### PROBLEM TO SOLVE
Whenever a line in the entries includes the word "below", copy that line out.

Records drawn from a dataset
⁂
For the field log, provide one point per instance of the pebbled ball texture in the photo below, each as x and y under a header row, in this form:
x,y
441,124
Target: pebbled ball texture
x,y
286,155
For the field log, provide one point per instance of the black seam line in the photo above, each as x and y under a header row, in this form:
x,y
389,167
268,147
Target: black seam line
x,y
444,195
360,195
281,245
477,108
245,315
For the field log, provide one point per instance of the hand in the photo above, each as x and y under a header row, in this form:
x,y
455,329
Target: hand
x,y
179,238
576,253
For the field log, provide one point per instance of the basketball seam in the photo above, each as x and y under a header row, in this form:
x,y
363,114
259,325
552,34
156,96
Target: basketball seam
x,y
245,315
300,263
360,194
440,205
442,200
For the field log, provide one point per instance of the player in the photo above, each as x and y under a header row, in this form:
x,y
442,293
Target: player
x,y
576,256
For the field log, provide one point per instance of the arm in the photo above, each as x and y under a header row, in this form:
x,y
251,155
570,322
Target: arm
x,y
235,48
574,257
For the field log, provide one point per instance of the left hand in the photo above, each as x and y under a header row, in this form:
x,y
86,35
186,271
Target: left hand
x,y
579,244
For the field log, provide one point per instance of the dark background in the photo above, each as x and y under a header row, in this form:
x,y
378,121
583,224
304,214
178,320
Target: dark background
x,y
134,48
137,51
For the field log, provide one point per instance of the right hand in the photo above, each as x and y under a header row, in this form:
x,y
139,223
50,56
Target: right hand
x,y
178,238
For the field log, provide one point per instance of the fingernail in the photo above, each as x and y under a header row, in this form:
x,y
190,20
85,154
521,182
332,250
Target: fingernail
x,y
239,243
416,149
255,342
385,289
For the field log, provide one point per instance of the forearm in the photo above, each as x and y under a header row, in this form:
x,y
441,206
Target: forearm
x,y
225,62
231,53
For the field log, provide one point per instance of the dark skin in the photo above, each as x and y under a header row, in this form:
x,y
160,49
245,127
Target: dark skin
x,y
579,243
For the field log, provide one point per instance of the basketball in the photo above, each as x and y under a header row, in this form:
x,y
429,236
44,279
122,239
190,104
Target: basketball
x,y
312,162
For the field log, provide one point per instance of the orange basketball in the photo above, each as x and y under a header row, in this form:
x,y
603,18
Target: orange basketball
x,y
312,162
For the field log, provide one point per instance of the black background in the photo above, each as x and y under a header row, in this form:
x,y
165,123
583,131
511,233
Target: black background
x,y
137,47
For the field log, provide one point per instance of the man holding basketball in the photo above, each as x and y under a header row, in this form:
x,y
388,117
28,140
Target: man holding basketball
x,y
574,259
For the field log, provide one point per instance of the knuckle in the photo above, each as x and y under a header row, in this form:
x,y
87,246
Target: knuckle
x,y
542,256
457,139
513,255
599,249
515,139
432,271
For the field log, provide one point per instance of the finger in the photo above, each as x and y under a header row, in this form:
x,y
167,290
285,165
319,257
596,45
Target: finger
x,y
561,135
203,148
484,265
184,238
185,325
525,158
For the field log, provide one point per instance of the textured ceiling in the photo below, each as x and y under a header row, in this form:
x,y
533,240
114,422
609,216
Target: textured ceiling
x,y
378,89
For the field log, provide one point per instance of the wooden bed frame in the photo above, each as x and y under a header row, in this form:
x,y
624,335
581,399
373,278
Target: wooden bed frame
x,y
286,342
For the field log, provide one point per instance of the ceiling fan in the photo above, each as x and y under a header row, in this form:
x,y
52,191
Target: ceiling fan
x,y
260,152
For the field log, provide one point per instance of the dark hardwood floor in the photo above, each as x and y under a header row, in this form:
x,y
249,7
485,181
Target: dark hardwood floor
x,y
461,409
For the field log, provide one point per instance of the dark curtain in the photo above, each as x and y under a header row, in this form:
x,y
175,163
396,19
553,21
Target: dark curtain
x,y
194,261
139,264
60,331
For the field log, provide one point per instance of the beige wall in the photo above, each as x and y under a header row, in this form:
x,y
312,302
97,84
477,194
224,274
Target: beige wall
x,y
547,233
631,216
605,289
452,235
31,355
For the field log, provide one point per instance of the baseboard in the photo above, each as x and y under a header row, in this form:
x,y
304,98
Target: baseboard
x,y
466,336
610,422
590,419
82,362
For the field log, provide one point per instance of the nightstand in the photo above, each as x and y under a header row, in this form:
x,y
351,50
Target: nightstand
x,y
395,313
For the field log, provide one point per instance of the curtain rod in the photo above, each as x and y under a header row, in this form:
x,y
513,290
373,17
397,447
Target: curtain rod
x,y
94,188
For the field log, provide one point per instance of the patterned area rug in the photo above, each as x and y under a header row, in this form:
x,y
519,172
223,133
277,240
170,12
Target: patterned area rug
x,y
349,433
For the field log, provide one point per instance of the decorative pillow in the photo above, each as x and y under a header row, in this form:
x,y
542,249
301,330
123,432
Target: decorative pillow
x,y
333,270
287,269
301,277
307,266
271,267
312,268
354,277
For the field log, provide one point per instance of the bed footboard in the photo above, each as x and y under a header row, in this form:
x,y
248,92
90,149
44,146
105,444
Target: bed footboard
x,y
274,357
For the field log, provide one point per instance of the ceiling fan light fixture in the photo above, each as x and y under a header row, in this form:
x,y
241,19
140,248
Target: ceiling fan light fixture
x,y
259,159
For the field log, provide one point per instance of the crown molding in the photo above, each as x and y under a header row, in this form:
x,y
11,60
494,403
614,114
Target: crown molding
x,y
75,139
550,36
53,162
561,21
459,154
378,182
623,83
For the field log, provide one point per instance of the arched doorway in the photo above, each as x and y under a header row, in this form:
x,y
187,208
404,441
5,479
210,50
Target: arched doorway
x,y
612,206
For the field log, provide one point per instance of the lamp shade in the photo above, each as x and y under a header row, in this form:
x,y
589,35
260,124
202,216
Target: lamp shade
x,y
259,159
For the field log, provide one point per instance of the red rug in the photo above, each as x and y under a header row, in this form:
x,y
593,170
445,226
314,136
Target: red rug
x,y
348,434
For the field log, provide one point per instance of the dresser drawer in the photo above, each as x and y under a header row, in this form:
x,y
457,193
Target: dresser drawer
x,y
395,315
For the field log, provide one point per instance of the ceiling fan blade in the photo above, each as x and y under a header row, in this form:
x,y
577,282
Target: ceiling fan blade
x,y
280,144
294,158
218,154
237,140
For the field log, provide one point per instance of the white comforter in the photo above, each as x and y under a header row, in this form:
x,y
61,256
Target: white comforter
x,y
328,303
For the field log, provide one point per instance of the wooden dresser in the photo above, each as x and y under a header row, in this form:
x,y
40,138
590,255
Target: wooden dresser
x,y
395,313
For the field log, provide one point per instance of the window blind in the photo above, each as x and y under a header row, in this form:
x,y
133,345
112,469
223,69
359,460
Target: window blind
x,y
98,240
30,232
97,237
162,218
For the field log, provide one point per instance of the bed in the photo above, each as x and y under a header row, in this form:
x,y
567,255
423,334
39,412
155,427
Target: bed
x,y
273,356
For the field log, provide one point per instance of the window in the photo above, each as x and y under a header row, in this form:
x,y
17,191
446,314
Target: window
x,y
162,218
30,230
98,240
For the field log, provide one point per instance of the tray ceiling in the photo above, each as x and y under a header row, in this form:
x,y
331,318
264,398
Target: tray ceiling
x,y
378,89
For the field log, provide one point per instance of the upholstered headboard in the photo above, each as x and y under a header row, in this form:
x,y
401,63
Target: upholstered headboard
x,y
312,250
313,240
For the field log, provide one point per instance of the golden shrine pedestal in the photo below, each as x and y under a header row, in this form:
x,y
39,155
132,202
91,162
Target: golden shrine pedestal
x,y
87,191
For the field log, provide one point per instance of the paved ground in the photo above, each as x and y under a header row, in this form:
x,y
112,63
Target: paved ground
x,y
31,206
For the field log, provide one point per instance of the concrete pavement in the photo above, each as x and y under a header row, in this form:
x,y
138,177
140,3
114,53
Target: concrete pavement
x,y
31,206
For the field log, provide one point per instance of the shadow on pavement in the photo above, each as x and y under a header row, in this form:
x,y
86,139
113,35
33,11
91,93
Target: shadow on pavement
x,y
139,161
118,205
⁂
### WORKED SOLUTION
For the field log, provide one point per instance of the pebbled ball texture in the photo below, each as x and y under a header row, in this form:
For the field log, provide one point per instance of the textured ceiling in the photo below, each as x and y under a header row, in this form:
For the field log, provide one point per instance of the golden shrine pedestal in the photo below, each as x and y under a header row, in this form:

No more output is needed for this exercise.